* _Work to complete_
Omit every picture and return the rest of the data unaltered.

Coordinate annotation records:
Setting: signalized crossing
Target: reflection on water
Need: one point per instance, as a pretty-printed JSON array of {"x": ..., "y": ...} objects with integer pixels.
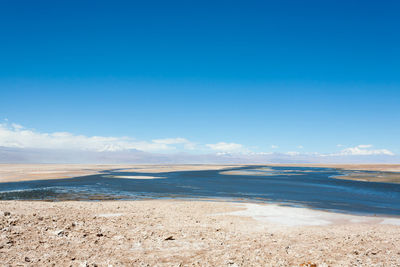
[{"x": 304, "y": 186}]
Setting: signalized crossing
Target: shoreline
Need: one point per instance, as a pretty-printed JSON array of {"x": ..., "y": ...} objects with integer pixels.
[{"x": 29, "y": 172}]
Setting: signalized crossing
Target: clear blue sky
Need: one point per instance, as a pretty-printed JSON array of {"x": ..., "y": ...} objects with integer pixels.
[{"x": 258, "y": 73}]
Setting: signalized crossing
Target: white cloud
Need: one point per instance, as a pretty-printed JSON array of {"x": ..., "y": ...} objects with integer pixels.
[
  {"x": 15, "y": 135},
  {"x": 364, "y": 150},
  {"x": 227, "y": 147},
  {"x": 365, "y": 146}
]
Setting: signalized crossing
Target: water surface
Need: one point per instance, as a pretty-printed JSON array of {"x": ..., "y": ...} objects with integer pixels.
[{"x": 295, "y": 186}]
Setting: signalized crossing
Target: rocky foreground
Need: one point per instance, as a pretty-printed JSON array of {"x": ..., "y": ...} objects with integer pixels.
[{"x": 180, "y": 233}]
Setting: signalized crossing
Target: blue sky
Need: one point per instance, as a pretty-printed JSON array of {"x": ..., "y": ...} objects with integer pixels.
[{"x": 269, "y": 75}]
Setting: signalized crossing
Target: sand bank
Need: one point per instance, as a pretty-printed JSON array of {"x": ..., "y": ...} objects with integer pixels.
[
  {"x": 28, "y": 172},
  {"x": 190, "y": 233}
]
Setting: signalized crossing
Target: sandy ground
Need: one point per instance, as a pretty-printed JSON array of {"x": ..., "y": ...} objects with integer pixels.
[{"x": 190, "y": 233}]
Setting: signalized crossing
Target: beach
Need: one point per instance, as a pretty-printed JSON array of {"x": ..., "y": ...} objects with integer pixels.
[
  {"x": 181, "y": 232},
  {"x": 186, "y": 233}
]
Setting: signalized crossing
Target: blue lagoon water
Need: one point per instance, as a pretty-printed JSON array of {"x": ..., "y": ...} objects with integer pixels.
[{"x": 296, "y": 186}]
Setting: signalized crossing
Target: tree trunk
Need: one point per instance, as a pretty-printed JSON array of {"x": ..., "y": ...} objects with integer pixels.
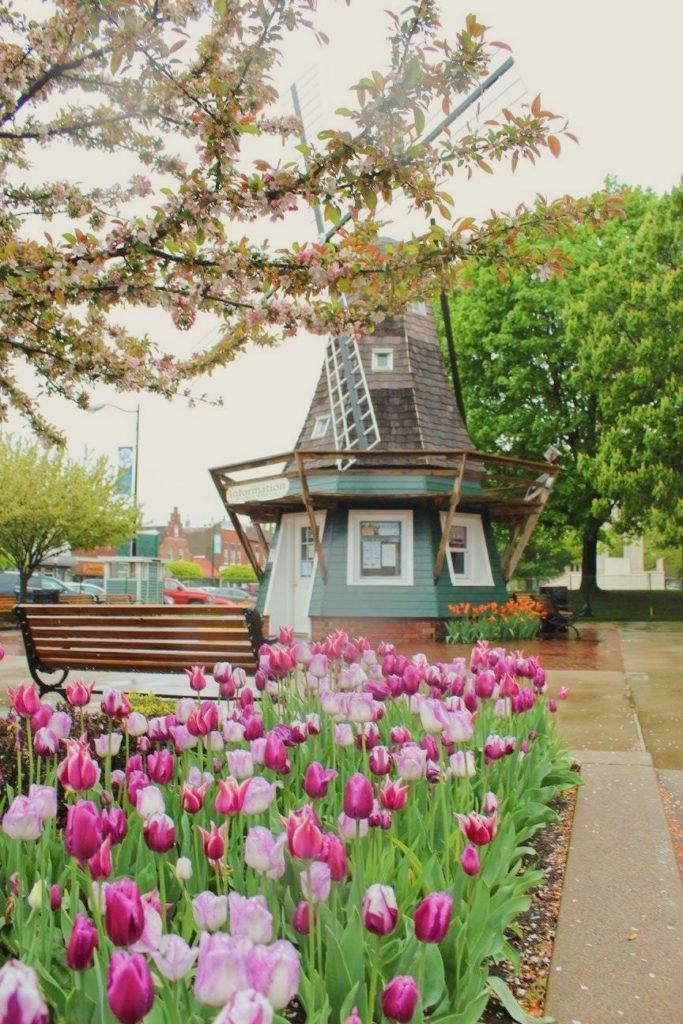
[{"x": 589, "y": 581}]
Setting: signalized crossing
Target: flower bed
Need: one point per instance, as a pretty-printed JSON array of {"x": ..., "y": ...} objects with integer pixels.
[
  {"x": 343, "y": 841},
  {"x": 518, "y": 619}
]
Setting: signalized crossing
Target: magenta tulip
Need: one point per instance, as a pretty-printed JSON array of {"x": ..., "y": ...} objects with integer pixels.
[
  {"x": 124, "y": 914},
  {"x": 399, "y": 998},
  {"x": 358, "y": 797},
  {"x": 129, "y": 987},
  {"x": 83, "y": 833},
  {"x": 82, "y": 944},
  {"x": 380, "y": 911},
  {"x": 432, "y": 916}
]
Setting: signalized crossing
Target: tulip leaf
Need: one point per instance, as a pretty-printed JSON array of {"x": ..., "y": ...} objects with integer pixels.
[{"x": 503, "y": 992}]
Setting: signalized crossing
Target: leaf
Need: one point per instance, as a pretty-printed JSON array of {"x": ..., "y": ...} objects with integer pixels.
[
  {"x": 554, "y": 145},
  {"x": 501, "y": 989}
]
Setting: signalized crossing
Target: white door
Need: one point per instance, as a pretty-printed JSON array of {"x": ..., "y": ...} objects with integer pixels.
[{"x": 304, "y": 567}]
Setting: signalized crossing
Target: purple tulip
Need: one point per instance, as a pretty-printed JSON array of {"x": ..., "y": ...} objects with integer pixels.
[
  {"x": 380, "y": 911},
  {"x": 210, "y": 911},
  {"x": 20, "y": 998},
  {"x": 124, "y": 914},
  {"x": 316, "y": 779},
  {"x": 83, "y": 834},
  {"x": 129, "y": 987},
  {"x": 221, "y": 968},
  {"x": 469, "y": 860},
  {"x": 246, "y": 1007},
  {"x": 399, "y": 998},
  {"x": 432, "y": 916},
  {"x": 250, "y": 918},
  {"x": 273, "y": 971},
  {"x": 358, "y": 797},
  {"x": 23, "y": 819},
  {"x": 82, "y": 944}
]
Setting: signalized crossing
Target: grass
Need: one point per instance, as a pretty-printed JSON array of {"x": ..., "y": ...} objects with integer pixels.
[{"x": 633, "y": 605}]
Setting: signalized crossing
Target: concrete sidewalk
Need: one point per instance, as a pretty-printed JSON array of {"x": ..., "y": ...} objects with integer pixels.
[{"x": 619, "y": 948}]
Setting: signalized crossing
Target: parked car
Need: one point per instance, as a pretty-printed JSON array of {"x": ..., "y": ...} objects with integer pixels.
[
  {"x": 178, "y": 593},
  {"x": 232, "y": 594}
]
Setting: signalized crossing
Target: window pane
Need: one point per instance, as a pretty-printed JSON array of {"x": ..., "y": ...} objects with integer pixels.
[{"x": 380, "y": 548}]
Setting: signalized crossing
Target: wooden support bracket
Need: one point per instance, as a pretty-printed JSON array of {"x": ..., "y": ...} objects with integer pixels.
[
  {"x": 305, "y": 494},
  {"x": 453, "y": 505}
]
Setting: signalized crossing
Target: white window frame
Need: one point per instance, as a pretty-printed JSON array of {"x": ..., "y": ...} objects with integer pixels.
[
  {"x": 321, "y": 427},
  {"x": 379, "y": 353},
  {"x": 477, "y": 563},
  {"x": 353, "y": 576}
]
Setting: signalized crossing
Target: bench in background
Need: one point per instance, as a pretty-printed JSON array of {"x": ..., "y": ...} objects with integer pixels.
[{"x": 159, "y": 638}]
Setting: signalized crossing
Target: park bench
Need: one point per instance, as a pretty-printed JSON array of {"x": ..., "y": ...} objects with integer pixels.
[{"x": 159, "y": 638}]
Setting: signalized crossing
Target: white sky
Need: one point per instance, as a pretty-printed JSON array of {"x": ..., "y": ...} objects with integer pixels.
[{"x": 611, "y": 67}]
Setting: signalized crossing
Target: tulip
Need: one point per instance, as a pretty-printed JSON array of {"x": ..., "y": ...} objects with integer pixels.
[
  {"x": 25, "y": 699},
  {"x": 197, "y": 678},
  {"x": 173, "y": 956},
  {"x": 79, "y": 693},
  {"x": 469, "y": 860},
  {"x": 393, "y": 796},
  {"x": 432, "y": 916},
  {"x": 316, "y": 779},
  {"x": 124, "y": 914},
  {"x": 20, "y": 998},
  {"x": 116, "y": 705},
  {"x": 250, "y": 918},
  {"x": 476, "y": 827},
  {"x": 213, "y": 842},
  {"x": 221, "y": 968},
  {"x": 115, "y": 824},
  {"x": 159, "y": 833},
  {"x": 380, "y": 911},
  {"x": 264, "y": 853},
  {"x": 358, "y": 797},
  {"x": 399, "y": 998},
  {"x": 100, "y": 863},
  {"x": 273, "y": 971},
  {"x": 209, "y": 911},
  {"x": 82, "y": 944},
  {"x": 83, "y": 833},
  {"x": 129, "y": 986},
  {"x": 78, "y": 770},
  {"x": 55, "y": 897}
]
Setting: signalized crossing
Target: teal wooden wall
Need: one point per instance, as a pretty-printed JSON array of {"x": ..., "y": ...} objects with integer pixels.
[{"x": 423, "y": 599}]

* _Answer to the task_
Setting: signalized crossing
Target: reflection on water
Need: one point per instance, as a pretty-printed JSON array of {"x": ..., "y": ...} objects with integer pixels.
[{"x": 304, "y": 186}]
Setting: signalized crossing
Target: shoreline
Need: one point per instance, as a pretty-printed JSON array of {"x": ..., "y": ...} objects with integer pixels.
[{"x": 29, "y": 172}]
Setting: signalized crossing
Target: clear blue sky
Need: one point per instance, as a pretty-printed JSON array of {"x": ..., "y": ...} objects with integer pixels.
[{"x": 258, "y": 73}]
Setting: signalized crossing
Target: white cloud
Need: one point per instance, as a pretty-printed JSON array of {"x": ..., "y": ...} objects with integer pixels.
[
  {"x": 15, "y": 135},
  {"x": 364, "y": 150},
  {"x": 227, "y": 147},
  {"x": 365, "y": 146}
]
Setting: signalized crossing
Target: water surface
Need: one point per instance, as a pretty-printed JSON array of {"x": ..., "y": ...} objects with integer pixels.
[{"x": 295, "y": 186}]
Setting: signalized crossing
Target: rocky foreground
Need: one point per instance, as a pretty-printed JSON array of {"x": ..., "y": ...} objects with integer pixels.
[{"x": 180, "y": 233}]
Setting: signalized crossing
Target: blue sky
Need: one point per instance, as a pretty-printed JSON array of {"x": ..., "y": ...} objects with integer pixels.
[{"x": 269, "y": 75}]
Setting: signalized crossing
Target: sand bank
Need: one point per instance, as a pretty-printed JSON array of {"x": ..., "y": ...} objects with integer pixels.
[
  {"x": 28, "y": 172},
  {"x": 190, "y": 233}
]
Setting: signalized crossing
Target: sandy ground
Need: one point per instance, as a pretty-printed JSON array of {"x": ..., "y": ...} objects with integer pixels.
[{"x": 190, "y": 233}]
Setting: signalized crossing
Target: beach
Need: one point per instance, as a pretty-printed JSON array of {"x": ..., "y": ...} objects with integer pixels.
[
  {"x": 181, "y": 232},
  {"x": 186, "y": 233}
]
Setting: signalized crossing
Target: blue lagoon water
Need: one point per instance, as a pretty-printed JSON array of {"x": ..., "y": ...} objects with integer pixels.
[{"x": 296, "y": 186}]
Setting: signalized crossing
Target: tree trunk
Need: one point per instance, as a pretty-printed JSON array of {"x": ..., "y": ...} objects with integer pixels.
[{"x": 589, "y": 581}]
Setting: signalized crossing
Target: flower bed
Need: one point per instance, as a pretty-printed JSON array of {"x": ..., "y": ...} objects with integer pixels.
[
  {"x": 343, "y": 841},
  {"x": 518, "y": 619}
]
Setting: signalized crossing
Target: magenta tulip
Need: one point per instance, as a pretty-printed JSON array of {"x": ..., "y": ...} objects with integer pixels.
[
  {"x": 124, "y": 914},
  {"x": 399, "y": 998},
  {"x": 358, "y": 797},
  {"x": 129, "y": 987},
  {"x": 83, "y": 833},
  {"x": 82, "y": 944},
  {"x": 380, "y": 911},
  {"x": 432, "y": 916}
]
Setting: signalized crossing
Target: tulip leaf
Need: one point per instance, as a pretty-printed JSON array of {"x": ..., "y": ...} objects with integer pixels.
[{"x": 503, "y": 992}]
Setting: signalized crossing
Target: leaf
Need: one point per instance, as a pretty-printed JSON array of {"x": ..., "y": ...} objects with integer pixels.
[
  {"x": 554, "y": 145},
  {"x": 501, "y": 989}
]
Setting: signalized crossing
Target: white door
Need: one point per instance, as a pretty-printed JSON array of {"x": ..., "y": ...} objects with integer pixels.
[{"x": 304, "y": 567}]
Setting: signalized crossing
Target: purple tulip
Need: one point per instance, as a pretty-printed JSON array of {"x": ..., "y": ...} objects with integer pixels.
[
  {"x": 380, "y": 911},
  {"x": 210, "y": 911},
  {"x": 20, "y": 998},
  {"x": 124, "y": 914},
  {"x": 316, "y": 779},
  {"x": 83, "y": 834},
  {"x": 129, "y": 987},
  {"x": 221, "y": 968},
  {"x": 469, "y": 860},
  {"x": 246, "y": 1007},
  {"x": 399, "y": 998},
  {"x": 432, "y": 916},
  {"x": 250, "y": 918},
  {"x": 273, "y": 971},
  {"x": 358, "y": 797},
  {"x": 23, "y": 819},
  {"x": 82, "y": 944}
]
Setting: signalized crossing
Target: grass
Need: one point per instance, as a pretty-printed JSON array of {"x": ..., "y": ...} objects with integer pixels.
[{"x": 633, "y": 605}]
Setting: signalized crossing
Target: concrete sidewalk
Need: one point per instance, as a pretty-printed JSON array of {"x": ..., "y": ...} objects with integer pixels.
[{"x": 619, "y": 948}]
Setting: signalized crossing
Target: parked car
Need: one point per instance, as a pretty-printed JSON array of {"x": ..., "y": ...} objects with integer pixels.
[
  {"x": 178, "y": 593},
  {"x": 232, "y": 594}
]
Setting: signalized crossing
Target: window pane
Need: one point per instance, as a pretty-printed JSON array of {"x": ..., "y": ...} objects with integer pixels.
[{"x": 380, "y": 548}]
Setting: signalized crossing
Target: wooden support bracket
Need: one point per instance, as a pretty-printed JSON array of {"x": ..., "y": ...} objects with integer pixels.
[
  {"x": 305, "y": 494},
  {"x": 453, "y": 505}
]
Setting: signalized crossing
Target: white window frame
Need: one point per instance, as a pretty-printed JSON array of {"x": ..., "y": ...} objects with integer pixels.
[
  {"x": 321, "y": 427},
  {"x": 379, "y": 353},
  {"x": 477, "y": 563},
  {"x": 353, "y": 576}
]
Setting: signalized crossing
Target: bench in background
Need: one point per instance, as a pretty-printed JSON array of {"x": ..., "y": ...} objects with integer pixels.
[{"x": 159, "y": 638}]
Setting: signalized crossing
Target: park bench
Need: one point per instance, as a pretty-printed JSON array of {"x": ..., "y": ...} objects with integer pixels.
[{"x": 159, "y": 638}]
Setting: signalized crossing
Target: white sky
Need: one point per instance, as a pretty-printed JSON array of {"x": ..., "y": ...} objects with integer pixels.
[{"x": 611, "y": 67}]
Setting: signalized crossing
Target: tulip
Need: one point per instance, as a pretty-printed JSON array of {"x": ..., "y": ...} objects with integer pixels.
[
  {"x": 25, "y": 699},
  {"x": 197, "y": 678},
  {"x": 173, "y": 956},
  {"x": 79, "y": 693},
  {"x": 469, "y": 860},
  {"x": 393, "y": 796},
  {"x": 432, "y": 916},
  {"x": 316, "y": 779},
  {"x": 124, "y": 914},
  {"x": 20, "y": 998},
  {"x": 116, "y": 705},
  {"x": 250, "y": 918},
  {"x": 476, "y": 827},
  {"x": 213, "y": 842},
  {"x": 221, "y": 968},
  {"x": 115, "y": 824},
  {"x": 159, "y": 833},
  {"x": 380, "y": 911},
  {"x": 264, "y": 853},
  {"x": 358, "y": 797},
  {"x": 399, "y": 998},
  {"x": 100, "y": 863},
  {"x": 273, "y": 971},
  {"x": 209, "y": 911},
  {"x": 82, "y": 944},
  {"x": 83, "y": 833},
  {"x": 129, "y": 986},
  {"x": 78, "y": 770},
  {"x": 55, "y": 897}
]
Setting: signalized crossing
Target: teal wooden wall
Need: one point per instance, as a pretty-printed JSON array of {"x": ..., "y": ...} objects with integer pixels.
[{"x": 423, "y": 599}]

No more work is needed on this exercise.